TEXT SECTION:
Rage aside, there are other winning tactics. If you wish to defeat and overcome all that’s needed is to convince the opponent you think they’re smart and special. Self-love can easily be damaging as furious anger by being subtler and uglier.
Adolescent impulse to trigger others’ anger was first choice because it was easy, progress readily tracked as color changed and loudness perked. Gotcha!
How awfully arrogant the adolescent, but there’s this. Some opponents desire provocation for the bang of emotional orgasm. Maybe that’s why I, too, favored it.
Looking at the seedier (why is seedy a negative) side of argument reviews motive. Why am I doing this? For kicks or for cause? But what if I get a kick from the cause? To a tangle we go so freely. Caught in the details, is that it?
That’s part of the issue because surely as we could grow embroiled in defining vegetarian cannibalism there’s hardly be a benefit doing so no matter how long or hard we try.
Absurdities and impossibilities that make for juicy targets doesn’t seem to halt the forward wave of ill-considered notions. It’s often difficult, I know from experience, to slow a train of action with a stop-and-think. Maybe (best excuse) getting an angry outburst at least accomplished a pause.
Trouble is, in the furor of any present day clash immediacy and ego get in the way. We see that when stubborn pride takes over to hold ground for the dead wrong.
I had a teacher friend who was also a plumber. Mentioned because he was famous for out of the blue remarks. During serious “discussions” he’d suddenly inject stray info; most memorably on the plumbing in Japan. It was maddening, but it threw the belligerents (could include me) slightly off kilter for a pause. It worked.
Not versed in Asian plumbing I’ve found places for political pause by looking away and back to the enlightening revolutions. Hearing a current name people have a response, one absent for the name Mouton. Mouton? See how the reins pull back? Lacking a contemporary slot for a hero or devil leaves a gap to consider without the burden of present bias.
More or less like this. The first of the major modern revolutions was ours followed in less than a generation by the French (many more afterward).
Depending on how you cast it, our revolt was aided or doomed having one prime objective, liberty. The lofty aim of freedom sounds a lot better than its reality in working out the limits of freedom.
How far does individual liberty go? Do free citizens have public obligations? Did 1776 pop out of the box with all questions settled? No, and being a democracy where citizens vote their conscience we still do not. Democracy isn’t everyone agreeing so much as working out always-present differences. (Authoritarians say agreement rather than divergence makes democracy, as they wish it.)
Without giving a whit for what Mouton contributed (if you don’t know, take a guess then look it up for a somewhat, I bet, surprise) I’ll give the view that every revolution since has tried to outdo 1776 and ran into identical and in many cases more problems because that’s what ambition gets you.
If our revolt hit reefs over liberty how many more shoals and rocks await those with more on their idealistic plate? Adding idealized goals amounts to counting cherubs dancing on a pin’s head. If we had our hands full with one ideal (liberty) how much more boggle faced Mouton and friends by one upping (in this case two upping) us by adding equality and fraternity?

TASK BRIEF:
Reproduce everything in the essay from "That’s part of" down to "hard we try.", substituting "vegan cannibalism" for "vegetarian cannibalism". The items below the text were taken from a separate source.

Region labeling items:

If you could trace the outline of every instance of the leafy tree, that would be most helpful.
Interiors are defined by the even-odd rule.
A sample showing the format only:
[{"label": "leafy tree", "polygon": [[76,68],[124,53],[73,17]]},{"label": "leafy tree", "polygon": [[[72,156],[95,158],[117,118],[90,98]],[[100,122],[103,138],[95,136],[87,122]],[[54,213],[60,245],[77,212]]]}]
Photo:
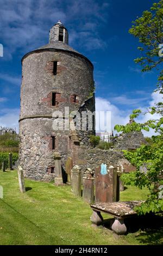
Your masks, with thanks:
[{"label": "leafy tree", "polygon": [[97,145],[97,148],[101,149],[107,150],[110,149],[113,143],[101,141]]},{"label": "leafy tree", "polygon": [[[159,54],[160,45],[163,43],[163,0],[154,3],[150,11],[145,11],[142,16],[133,22],[129,33],[139,39],[141,47],[138,47],[142,56],[135,59],[136,63],[142,66],[142,71],[148,71],[156,68],[160,68],[163,57]],[[156,90],[163,94],[163,71],[160,69],[158,88]],[[136,208],[140,214],[163,210],[163,103],[155,103],[142,113],[141,109],[134,109],[126,125],[116,125],[117,132],[130,132],[133,131],[149,131],[153,129],[156,133],[152,137],[152,143],[142,145],[135,152],[124,151],[125,157],[136,167],[136,171],[123,174],[122,179],[127,184],[134,184],[140,188],[147,186],[149,190],[145,203]],[[134,120],[140,115],[150,113],[152,116],[158,114],[159,118],[151,118],[145,123],[136,123]],[[142,171],[140,167],[146,164],[147,171]]]},{"label": "leafy tree", "polygon": [[100,137],[96,136],[95,135],[90,135],[90,143],[91,146],[95,148],[99,143]]}]

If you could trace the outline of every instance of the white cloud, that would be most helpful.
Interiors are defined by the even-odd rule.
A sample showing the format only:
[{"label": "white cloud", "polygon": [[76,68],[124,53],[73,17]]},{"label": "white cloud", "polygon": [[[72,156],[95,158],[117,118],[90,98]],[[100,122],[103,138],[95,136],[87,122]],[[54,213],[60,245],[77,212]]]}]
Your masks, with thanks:
[{"label": "white cloud", "polygon": [[[159,92],[153,92],[151,95],[152,100],[149,101],[148,107],[145,108],[143,106],[140,108],[142,109],[142,112],[147,112],[149,107],[154,106],[155,103],[162,101],[162,95],[159,93]],[[126,100],[127,98],[126,97]],[[118,102],[117,102],[117,105]],[[121,111],[118,107],[102,97],[97,97],[96,98],[96,111],[111,111],[111,128],[114,129],[114,127],[116,124],[126,125],[129,122],[129,115],[131,114],[133,108],[127,108],[125,111]],[[137,121],[139,123],[145,123],[149,119],[157,119],[160,118],[160,115],[158,114],[151,115],[147,113],[146,115],[141,115],[140,117],[137,118]],[[114,133],[116,132],[114,131]],[[143,131],[145,136],[150,137],[155,135],[153,129],[150,129],[149,132]]]},{"label": "white cloud", "polygon": [[5,108],[0,111],[0,126],[16,127],[18,131],[19,108]]},{"label": "white cloud", "polygon": [[[82,47],[83,42],[83,47],[87,50],[91,46],[96,49],[106,46],[99,36],[97,28],[107,20],[109,7],[107,2],[0,0],[0,4],[4,60],[8,60],[17,50],[23,54],[48,43],[49,29],[58,20],[65,23],[66,26],[69,26],[70,42],[73,47]],[[89,33],[89,36],[85,32]],[[82,44],[80,41],[82,37]]]},{"label": "white cloud", "polygon": [[4,102],[5,101],[7,101],[8,100],[7,98],[5,97],[0,97],[0,102]]},{"label": "white cloud", "polygon": [[109,100],[100,97],[96,97],[96,111],[111,112],[111,127],[112,130],[116,124],[125,125],[128,123],[129,115],[131,113],[129,109],[126,111],[120,109]]},{"label": "white cloud", "polygon": [[130,105],[131,107],[137,105],[140,102],[147,101],[149,98],[147,97],[139,98],[128,98],[126,95],[118,96],[117,97],[112,97],[111,101],[115,102],[117,104]]},{"label": "white cloud", "polygon": [[21,82],[21,78],[20,77],[12,76],[6,74],[0,73],[0,78],[18,86]]}]

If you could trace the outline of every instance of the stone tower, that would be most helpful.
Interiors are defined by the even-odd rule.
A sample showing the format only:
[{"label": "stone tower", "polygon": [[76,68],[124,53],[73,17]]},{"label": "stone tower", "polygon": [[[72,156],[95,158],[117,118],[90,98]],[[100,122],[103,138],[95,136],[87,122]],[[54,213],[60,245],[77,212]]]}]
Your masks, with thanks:
[{"label": "stone tower", "polygon": [[67,119],[65,107],[70,112],[95,111],[93,65],[68,44],[68,32],[59,21],[50,31],[49,44],[22,60],[20,160],[29,178],[52,179],[55,152],[61,154],[63,171],[68,156],[74,164],[82,164],[82,145],[95,133],[95,118],[92,130],[53,128],[54,112]]}]

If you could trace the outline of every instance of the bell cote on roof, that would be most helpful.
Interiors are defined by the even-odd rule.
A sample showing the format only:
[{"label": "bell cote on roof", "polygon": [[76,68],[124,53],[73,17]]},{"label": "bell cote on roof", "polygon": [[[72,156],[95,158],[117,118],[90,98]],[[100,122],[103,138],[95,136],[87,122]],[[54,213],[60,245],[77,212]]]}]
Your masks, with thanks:
[{"label": "bell cote on roof", "polygon": [[68,44],[68,34],[67,30],[60,21],[55,24],[49,32],[49,42],[62,42]]}]

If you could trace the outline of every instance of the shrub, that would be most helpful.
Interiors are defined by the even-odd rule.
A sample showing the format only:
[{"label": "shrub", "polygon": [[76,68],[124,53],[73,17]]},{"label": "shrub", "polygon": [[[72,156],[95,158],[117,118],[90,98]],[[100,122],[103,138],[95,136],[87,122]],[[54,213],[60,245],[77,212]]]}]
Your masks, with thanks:
[{"label": "shrub", "polygon": [[99,136],[96,136],[95,135],[90,135],[90,143],[91,146],[95,148],[99,142],[100,141],[100,137]]},{"label": "shrub", "polygon": [[110,149],[112,145],[113,144],[111,143],[101,141],[98,144],[97,148],[101,149],[107,150]]},{"label": "shrub", "polygon": [[[0,152],[0,163],[2,164],[2,162],[5,162],[6,167],[9,167],[9,153]],[[18,155],[17,153],[12,153],[12,163],[14,164],[15,162],[18,160]]]}]

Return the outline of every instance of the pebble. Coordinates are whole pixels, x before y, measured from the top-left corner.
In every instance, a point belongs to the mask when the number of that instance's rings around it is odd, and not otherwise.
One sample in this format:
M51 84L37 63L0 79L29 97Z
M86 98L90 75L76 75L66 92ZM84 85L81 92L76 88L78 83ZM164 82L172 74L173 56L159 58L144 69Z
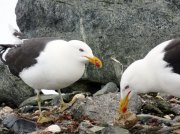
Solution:
M61 128L58 125L54 124L54 125L47 127L43 132L60 133Z
M107 83L101 90L97 91L93 96L99 96L107 93L118 92L119 88L114 82Z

RESULT:
That’s part of the issue because surely as we could grow embroiled in defining vegan cannibalism there’s hardly be a benefit doing so no matter how long or hard we try.